--- Start RECORDS FOR THIS EXERCISE ---

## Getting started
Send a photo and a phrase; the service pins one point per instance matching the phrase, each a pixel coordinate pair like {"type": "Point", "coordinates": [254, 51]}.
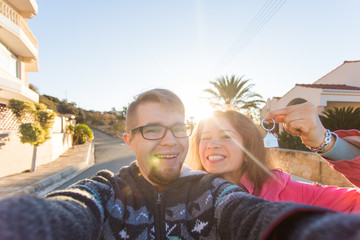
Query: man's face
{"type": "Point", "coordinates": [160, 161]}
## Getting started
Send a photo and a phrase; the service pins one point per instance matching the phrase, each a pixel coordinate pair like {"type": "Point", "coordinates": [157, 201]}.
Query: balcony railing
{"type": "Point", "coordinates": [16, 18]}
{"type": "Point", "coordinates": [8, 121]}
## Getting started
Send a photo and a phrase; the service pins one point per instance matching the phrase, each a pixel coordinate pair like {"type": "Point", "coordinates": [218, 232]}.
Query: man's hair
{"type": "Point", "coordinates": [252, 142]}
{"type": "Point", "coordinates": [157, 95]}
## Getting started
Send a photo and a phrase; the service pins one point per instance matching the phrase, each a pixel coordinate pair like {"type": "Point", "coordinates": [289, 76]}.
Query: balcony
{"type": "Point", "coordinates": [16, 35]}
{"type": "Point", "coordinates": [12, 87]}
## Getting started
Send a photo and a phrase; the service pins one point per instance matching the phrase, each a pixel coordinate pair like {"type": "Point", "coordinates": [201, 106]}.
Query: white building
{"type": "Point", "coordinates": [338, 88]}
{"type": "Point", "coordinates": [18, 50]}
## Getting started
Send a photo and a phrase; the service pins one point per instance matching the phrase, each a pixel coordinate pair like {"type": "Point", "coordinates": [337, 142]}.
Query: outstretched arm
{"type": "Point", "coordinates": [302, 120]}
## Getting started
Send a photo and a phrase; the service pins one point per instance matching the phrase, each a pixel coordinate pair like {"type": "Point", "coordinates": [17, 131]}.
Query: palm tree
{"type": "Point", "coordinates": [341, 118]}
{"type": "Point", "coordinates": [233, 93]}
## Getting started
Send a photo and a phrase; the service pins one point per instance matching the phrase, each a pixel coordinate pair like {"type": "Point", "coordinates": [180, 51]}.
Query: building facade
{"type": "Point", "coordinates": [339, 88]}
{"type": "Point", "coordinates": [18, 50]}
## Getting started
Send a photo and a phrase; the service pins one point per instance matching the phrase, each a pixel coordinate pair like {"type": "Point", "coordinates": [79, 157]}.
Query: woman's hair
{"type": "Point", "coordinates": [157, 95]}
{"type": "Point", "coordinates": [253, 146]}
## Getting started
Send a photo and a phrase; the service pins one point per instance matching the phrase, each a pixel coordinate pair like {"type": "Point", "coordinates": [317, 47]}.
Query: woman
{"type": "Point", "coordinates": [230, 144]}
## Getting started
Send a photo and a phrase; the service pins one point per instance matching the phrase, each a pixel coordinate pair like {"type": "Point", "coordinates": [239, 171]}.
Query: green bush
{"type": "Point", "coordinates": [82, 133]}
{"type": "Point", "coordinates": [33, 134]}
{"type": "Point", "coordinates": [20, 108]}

--- End RECORDS FOR THIS EXERCISE ---
--- Start RECORDS FOR THIS EXERCISE ---

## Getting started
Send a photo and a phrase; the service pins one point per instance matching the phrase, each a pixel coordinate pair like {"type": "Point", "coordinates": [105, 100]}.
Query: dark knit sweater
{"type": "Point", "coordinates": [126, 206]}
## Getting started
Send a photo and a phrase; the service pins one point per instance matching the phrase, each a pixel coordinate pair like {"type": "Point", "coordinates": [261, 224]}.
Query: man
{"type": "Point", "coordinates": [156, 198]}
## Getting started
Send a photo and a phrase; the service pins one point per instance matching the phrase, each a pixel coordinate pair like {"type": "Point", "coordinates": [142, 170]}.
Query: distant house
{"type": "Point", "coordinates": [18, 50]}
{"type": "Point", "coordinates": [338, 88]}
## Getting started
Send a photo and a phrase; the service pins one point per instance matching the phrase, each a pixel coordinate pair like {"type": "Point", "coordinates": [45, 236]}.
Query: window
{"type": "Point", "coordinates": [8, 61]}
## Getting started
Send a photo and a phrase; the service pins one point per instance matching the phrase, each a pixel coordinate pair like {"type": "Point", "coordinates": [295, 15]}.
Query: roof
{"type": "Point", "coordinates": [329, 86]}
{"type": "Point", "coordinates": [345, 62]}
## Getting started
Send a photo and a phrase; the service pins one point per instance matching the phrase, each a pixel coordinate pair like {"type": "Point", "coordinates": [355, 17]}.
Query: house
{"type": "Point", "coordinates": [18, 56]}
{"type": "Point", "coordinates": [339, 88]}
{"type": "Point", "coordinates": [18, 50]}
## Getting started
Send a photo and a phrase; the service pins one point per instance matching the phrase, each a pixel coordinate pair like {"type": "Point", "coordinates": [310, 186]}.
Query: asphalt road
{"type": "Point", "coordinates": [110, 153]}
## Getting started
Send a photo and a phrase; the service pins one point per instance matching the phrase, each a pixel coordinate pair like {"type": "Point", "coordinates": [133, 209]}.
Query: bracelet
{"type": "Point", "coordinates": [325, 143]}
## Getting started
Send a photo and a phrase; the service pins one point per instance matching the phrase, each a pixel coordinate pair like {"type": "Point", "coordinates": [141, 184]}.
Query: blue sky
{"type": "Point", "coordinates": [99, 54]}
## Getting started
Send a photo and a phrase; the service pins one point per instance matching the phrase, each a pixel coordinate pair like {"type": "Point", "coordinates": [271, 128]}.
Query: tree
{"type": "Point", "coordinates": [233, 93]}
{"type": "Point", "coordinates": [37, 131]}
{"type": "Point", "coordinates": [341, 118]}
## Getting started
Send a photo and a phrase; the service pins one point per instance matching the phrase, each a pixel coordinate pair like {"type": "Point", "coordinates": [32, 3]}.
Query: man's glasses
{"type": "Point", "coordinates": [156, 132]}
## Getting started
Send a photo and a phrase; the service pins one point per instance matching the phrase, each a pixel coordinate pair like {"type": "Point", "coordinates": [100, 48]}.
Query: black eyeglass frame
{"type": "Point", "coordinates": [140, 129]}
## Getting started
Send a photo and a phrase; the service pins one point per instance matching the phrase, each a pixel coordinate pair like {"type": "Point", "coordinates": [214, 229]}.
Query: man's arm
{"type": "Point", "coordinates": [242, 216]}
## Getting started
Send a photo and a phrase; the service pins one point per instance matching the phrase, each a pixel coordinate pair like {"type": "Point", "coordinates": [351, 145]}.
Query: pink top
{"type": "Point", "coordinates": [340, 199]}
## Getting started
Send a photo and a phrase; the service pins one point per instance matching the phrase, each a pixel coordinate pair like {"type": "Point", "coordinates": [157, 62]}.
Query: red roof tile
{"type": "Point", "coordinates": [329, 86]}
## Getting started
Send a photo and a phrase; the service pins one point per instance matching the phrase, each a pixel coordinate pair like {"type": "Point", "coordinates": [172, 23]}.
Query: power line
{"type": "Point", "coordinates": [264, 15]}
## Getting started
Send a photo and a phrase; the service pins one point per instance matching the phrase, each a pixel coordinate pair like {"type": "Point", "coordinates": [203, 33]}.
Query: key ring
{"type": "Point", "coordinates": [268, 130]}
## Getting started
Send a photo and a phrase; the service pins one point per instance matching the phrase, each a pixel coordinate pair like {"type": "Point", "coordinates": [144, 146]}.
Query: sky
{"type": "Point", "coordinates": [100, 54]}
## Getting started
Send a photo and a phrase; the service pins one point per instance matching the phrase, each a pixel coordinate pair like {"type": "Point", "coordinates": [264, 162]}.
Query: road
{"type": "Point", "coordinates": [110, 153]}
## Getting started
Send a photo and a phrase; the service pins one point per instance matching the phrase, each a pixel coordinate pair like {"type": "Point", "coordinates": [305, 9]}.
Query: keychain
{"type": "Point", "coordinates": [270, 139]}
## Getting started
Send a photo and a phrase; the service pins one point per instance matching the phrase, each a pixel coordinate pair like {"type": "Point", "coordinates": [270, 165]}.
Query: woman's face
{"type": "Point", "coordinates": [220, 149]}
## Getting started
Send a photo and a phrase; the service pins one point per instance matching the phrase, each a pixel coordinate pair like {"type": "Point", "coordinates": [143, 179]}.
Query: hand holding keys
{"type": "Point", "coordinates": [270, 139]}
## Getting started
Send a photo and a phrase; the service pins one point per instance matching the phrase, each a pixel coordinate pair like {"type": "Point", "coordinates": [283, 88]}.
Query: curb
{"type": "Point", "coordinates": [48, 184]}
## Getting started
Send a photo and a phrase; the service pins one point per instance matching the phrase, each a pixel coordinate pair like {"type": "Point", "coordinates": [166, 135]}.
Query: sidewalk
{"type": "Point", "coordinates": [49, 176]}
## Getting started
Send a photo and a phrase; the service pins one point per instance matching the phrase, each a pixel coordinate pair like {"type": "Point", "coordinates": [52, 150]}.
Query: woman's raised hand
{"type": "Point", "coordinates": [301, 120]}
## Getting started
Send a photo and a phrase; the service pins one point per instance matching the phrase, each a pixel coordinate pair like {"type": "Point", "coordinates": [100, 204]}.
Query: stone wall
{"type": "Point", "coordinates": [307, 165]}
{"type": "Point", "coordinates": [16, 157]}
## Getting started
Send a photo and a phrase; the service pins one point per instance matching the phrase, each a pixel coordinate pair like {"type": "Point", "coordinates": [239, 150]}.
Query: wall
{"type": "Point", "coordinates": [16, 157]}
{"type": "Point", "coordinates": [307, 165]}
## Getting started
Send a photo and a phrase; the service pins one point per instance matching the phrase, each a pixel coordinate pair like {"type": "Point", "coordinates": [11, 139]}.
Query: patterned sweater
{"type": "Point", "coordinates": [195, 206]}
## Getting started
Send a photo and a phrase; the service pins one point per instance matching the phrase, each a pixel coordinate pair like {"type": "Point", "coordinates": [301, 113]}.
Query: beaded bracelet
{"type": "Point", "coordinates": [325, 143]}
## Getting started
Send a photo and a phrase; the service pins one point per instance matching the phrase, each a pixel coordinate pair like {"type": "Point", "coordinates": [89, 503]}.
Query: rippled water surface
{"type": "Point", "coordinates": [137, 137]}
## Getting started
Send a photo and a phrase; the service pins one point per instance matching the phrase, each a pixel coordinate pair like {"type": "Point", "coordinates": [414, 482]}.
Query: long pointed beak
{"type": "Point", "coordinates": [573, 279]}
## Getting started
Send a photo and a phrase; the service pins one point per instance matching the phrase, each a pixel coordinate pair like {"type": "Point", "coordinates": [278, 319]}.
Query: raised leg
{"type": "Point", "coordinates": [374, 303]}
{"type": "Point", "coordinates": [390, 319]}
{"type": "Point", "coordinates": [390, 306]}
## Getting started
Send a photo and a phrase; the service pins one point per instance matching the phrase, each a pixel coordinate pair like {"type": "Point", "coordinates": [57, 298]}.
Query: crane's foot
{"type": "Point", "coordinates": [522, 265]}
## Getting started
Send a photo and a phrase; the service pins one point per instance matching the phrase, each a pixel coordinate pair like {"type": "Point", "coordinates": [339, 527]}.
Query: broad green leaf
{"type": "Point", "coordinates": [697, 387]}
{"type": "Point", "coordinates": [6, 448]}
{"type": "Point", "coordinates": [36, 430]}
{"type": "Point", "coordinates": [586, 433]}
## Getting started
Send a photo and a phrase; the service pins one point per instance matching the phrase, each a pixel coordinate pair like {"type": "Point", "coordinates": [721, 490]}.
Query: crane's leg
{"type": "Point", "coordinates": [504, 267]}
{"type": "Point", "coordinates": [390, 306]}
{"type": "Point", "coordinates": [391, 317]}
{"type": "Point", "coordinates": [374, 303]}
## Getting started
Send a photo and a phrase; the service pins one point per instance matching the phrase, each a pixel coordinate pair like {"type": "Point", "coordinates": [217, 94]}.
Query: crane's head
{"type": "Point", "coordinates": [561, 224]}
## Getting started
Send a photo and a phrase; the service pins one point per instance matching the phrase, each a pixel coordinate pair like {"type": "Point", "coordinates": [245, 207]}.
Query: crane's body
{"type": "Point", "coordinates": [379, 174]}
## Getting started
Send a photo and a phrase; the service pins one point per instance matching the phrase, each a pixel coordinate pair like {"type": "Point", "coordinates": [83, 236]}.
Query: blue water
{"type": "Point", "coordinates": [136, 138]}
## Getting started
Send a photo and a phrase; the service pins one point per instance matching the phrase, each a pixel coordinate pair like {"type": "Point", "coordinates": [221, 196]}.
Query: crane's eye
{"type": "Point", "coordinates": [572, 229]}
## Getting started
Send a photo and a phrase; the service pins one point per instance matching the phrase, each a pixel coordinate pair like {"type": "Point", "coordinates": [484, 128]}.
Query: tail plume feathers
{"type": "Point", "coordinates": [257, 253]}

--- End RECORDS FOR THIS EXERCISE ---

## INSTRUCTION
Find every line in the items that contains the word "building", and copy each of those lines.

## COMPLETED EXERCISE
Query: white building
Query: building facade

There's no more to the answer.